● RECORDS FOR THE EXERCISE
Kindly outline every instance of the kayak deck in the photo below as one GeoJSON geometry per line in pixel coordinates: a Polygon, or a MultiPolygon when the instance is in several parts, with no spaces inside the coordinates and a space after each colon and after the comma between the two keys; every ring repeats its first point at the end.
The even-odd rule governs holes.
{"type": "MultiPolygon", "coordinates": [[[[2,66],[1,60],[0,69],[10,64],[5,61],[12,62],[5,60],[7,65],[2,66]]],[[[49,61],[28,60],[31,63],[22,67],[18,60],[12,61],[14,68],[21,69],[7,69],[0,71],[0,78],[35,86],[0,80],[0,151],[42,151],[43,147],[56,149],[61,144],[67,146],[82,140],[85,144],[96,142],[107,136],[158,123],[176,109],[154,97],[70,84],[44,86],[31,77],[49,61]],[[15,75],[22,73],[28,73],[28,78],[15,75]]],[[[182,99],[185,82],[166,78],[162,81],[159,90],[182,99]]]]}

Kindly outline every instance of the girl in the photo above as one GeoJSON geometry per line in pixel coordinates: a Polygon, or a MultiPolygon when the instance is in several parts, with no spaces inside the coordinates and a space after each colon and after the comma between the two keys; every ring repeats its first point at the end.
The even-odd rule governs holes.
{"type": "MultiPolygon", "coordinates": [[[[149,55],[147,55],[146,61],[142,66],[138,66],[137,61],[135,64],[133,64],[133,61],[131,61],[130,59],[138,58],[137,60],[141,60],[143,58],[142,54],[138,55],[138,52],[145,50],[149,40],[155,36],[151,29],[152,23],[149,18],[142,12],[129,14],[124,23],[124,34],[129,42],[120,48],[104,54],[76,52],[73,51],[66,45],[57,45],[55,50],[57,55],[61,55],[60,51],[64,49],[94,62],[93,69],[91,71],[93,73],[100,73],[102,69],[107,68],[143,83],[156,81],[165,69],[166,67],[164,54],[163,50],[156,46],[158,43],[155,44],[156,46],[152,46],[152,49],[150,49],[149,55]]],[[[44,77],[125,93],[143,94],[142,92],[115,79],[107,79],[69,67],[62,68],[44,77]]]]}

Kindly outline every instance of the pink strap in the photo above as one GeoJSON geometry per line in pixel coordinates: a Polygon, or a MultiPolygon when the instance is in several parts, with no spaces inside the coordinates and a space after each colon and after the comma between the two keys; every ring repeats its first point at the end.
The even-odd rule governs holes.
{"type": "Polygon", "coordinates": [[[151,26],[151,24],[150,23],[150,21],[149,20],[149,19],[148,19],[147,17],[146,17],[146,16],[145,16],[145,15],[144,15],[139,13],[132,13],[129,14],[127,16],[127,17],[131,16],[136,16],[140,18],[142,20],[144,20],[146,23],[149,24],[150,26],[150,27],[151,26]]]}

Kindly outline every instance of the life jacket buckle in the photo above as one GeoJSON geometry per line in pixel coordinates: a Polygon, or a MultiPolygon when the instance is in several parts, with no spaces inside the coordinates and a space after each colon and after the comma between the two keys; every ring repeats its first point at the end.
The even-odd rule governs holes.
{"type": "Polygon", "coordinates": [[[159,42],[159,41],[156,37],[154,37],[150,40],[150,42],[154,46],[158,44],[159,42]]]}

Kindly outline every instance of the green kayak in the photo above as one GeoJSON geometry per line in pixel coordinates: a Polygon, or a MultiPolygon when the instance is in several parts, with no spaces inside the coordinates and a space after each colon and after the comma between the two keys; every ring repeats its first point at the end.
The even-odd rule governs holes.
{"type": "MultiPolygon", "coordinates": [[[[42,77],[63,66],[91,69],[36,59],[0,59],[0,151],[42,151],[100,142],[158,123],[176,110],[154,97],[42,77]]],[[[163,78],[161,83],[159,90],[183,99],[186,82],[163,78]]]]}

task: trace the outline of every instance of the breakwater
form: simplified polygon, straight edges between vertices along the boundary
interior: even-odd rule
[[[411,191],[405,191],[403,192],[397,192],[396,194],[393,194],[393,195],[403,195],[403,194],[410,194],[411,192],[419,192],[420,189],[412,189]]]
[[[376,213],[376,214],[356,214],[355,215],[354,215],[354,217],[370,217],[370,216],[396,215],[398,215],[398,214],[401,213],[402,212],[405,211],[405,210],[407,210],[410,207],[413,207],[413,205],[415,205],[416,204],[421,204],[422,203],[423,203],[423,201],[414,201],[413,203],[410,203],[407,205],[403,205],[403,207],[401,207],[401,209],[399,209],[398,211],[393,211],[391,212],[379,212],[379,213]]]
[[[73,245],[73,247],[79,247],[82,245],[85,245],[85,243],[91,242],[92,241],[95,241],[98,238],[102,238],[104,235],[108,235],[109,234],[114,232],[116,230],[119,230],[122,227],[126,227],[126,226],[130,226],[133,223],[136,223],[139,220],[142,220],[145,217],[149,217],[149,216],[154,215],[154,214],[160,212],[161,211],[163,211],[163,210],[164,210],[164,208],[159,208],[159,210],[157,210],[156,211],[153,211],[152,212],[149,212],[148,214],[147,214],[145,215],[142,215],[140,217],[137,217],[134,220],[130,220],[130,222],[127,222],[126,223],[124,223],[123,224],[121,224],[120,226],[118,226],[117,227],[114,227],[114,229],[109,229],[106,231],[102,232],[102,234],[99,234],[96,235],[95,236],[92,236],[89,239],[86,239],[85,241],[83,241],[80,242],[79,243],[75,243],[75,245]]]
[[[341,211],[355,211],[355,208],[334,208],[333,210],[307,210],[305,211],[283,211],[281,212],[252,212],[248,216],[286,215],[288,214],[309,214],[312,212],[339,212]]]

● BRIEF
Convert all of the entries above into a Markdown table with the columns Row and Line. Put each nonblank line in its own numbered row.

● FULL ANSWER
| Row | Line |
|---|---|
| 1 | Kindly outline every instance of the kayak deck in the photo below as one GeoJSON geometry per line in pixel coordinates: a Polygon, or a MultiPolygon when the instance is in several parts, with no spaces inside the coordinates and a space after each colon and after the comma between the two keys; every ring repeats its first point at the end. |
| 2 | The even-odd rule governs holes. |
| 3 | {"type": "MultiPolygon", "coordinates": [[[[2,66],[1,60],[0,69],[10,64],[5,61],[12,62],[5,60],[7,65],[2,66]]],[[[49,61],[28,60],[31,63],[22,67],[18,60],[12,61],[14,68],[21,69],[7,69],[0,71],[0,78],[35,86],[0,80],[0,151],[42,151],[43,147],[56,149],[61,144],[67,146],[82,140],[85,144],[96,142],[107,136],[158,123],[176,109],[154,97],[70,84],[44,86],[31,77],[49,61]],[[15,75],[22,73],[28,73],[28,78],[15,75]]],[[[182,99],[185,82],[166,78],[162,81],[159,90],[182,99]]]]} |
| 4 | Kindly outline every instance of the girl in the photo above as one GeoJSON geometry per line in pixel coordinates: a Polygon, or a MultiPolygon when the instance is in several parts, with no spaces inside the coordinates and a space after each colon and after the comma between the two keys; every ring repeats its first point at the end. |
| 5 | The even-odd rule governs holes. |
| 6 | {"type": "MultiPolygon", "coordinates": [[[[149,55],[147,55],[146,61],[142,66],[138,66],[137,61],[135,64],[133,64],[133,61],[131,61],[130,59],[138,58],[137,60],[141,60],[143,58],[142,54],[138,55],[138,52],[145,50],[149,40],[155,36],[151,29],[152,23],[149,18],[142,12],[129,14],[124,23],[124,34],[129,42],[120,48],[104,54],[76,52],[73,51],[66,45],[57,45],[55,50],[57,55],[61,55],[60,51],[64,49],[94,62],[93,69],[91,71],[93,73],[100,73],[102,69],[107,68],[143,83],[156,81],[165,69],[166,67],[164,54],[163,50],[156,46],[158,43],[155,44],[156,46],[152,46],[152,49],[150,49],[149,55]]],[[[44,77],[125,93],[143,94],[142,92],[115,79],[107,79],[69,67],[62,68],[44,77]]]]} |
| 7 | Kindly outline every instance of the pink strap in the photo above as one GeoJSON geometry per line in pixel coordinates: a Polygon, or a MultiPolygon when the instance is in several parts, with no spaces inside the coordinates and a space after each colon and after the comma between the two keys; every ring repeats its first point at the end. |
| 8 | The even-odd rule governs holes. |
| 9 | {"type": "Polygon", "coordinates": [[[151,26],[151,24],[150,23],[150,21],[149,20],[149,19],[148,19],[147,17],[146,17],[146,16],[145,16],[145,15],[144,15],[139,13],[132,13],[129,14],[127,16],[127,17],[131,16],[136,16],[140,18],[142,20],[144,20],[146,23],[149,24],[150,26],[150,27],[151,26]]]} |
| 10 | Kindly outline every instance of the life jacket buckle in the photo above as one GeoJSON geometry per line in pixel coordinates: a Polygon, or a MultiPolygon when the instance is in several parts, with no spaces inside the coordinates and a space after each colon and after the comma between the two keys; every ring repeats its first point at the end. |
| 11 | The even-odd rule governs holes. |
| 12 | {"type": "Polygon", "coordinates": [[[159,42],[159,41],[156,37],[154,37],[150,40],[150,42],[154,46],[158,44],[159,42]]]} |
| 13 | Kindly outline every instance of the green kayak in the photo above as one GeoJSON geometry per line in pixel coordinates: a Polygon, or a MultiPolygon when the instance is in several parts, with no spaces inside the coordinates and a space after each colon and after the comma between the two keys; every ring repeats its first point at the end. |
| 14 | The even-odd rule governs holes. |
| 15 | {"type": "MultiPolygon", "coordinates": [[[[42,77],[63,66],[91,69],[36,59],[0,59],[0,151],[42,151],[100,142],[158,123],[176,110],[154,97],[42,77]]],[[[163,78],[161,83],[159,90],[183,99],[186,82],[163,78]]]]} |
| 16 | task: trace the outline of every instance of the breakwater |
| 17 | form: simplified polygon, straight edges between vertices along the boundary |
| 18 | interior: even-odd rule |
| 19 | [[[411,191],[405,191],[403,192],[397,192],[396,194],[393,194],[393,195],[403,195],[403,194],[410,194],[411,192],[419,192],[420,189],[412,189]]] |
| 20 | [[[376,213],[376,214],[356,214],[355,215],[354,215],[354,217],[370,217],[370,216],[396,215],[398,215],[398,214],[401,213],[402,212],[405,211],[405,210],[407,210],[410,207],[413,207],[413,205],[415,205],[416,204],[421,204],[422,203],[423,203],[423,201],[414,201],[413,203],[410,203],[407,205],[403,205],[403,207],[401,207],[401,209],[399,209],[398,211],[393,211],[391,212],[379,212],[379,213]]] |
| 21 | [[[73,245],[73,247],[79,247],[82,245],[85,245],[85,243],[91,242],[92,241],[95,241],[98,238],[102,238],[104,235],[108,235],[109,234],[114,232],[116,230],[119,230],[122,227],[126,227],[126,226],[130,226],[133,223],[136,223],[139,220],[142,220],[145,217],[149,217],[149,216],[154,215],[154,214],[160,212],[161,211],[163,211],[163,210],[164,210],[164,208],[159,208],[159,210],[157,210],[156,211],[153,211],[152,212],[149,212],[148,214],[147,214],[145,215],[142,215],[140,217],[137,217],[134,220],[130,220],[130,222],[127,222],[126,223],[124,223],[123,224],[121,224],[120,226],[118,226],[117,227],[114,227],[114,229],[109,229],[106,231],[102,232],[102,234],[99,234],[96,235],[95,236],[92,236],[89,239],[86,239],[85,241],[83,241],[80,242],[79,243],[75,243],[75,245]]] |
| 22 | [[[341,211],[355,211],[355,208],[334,208],[333,210],[307,210],[305,211],[283,211],[281,212],[252,212],[248,216],[286,215],[288,214],[309,214],[312,212],[339,212]]] |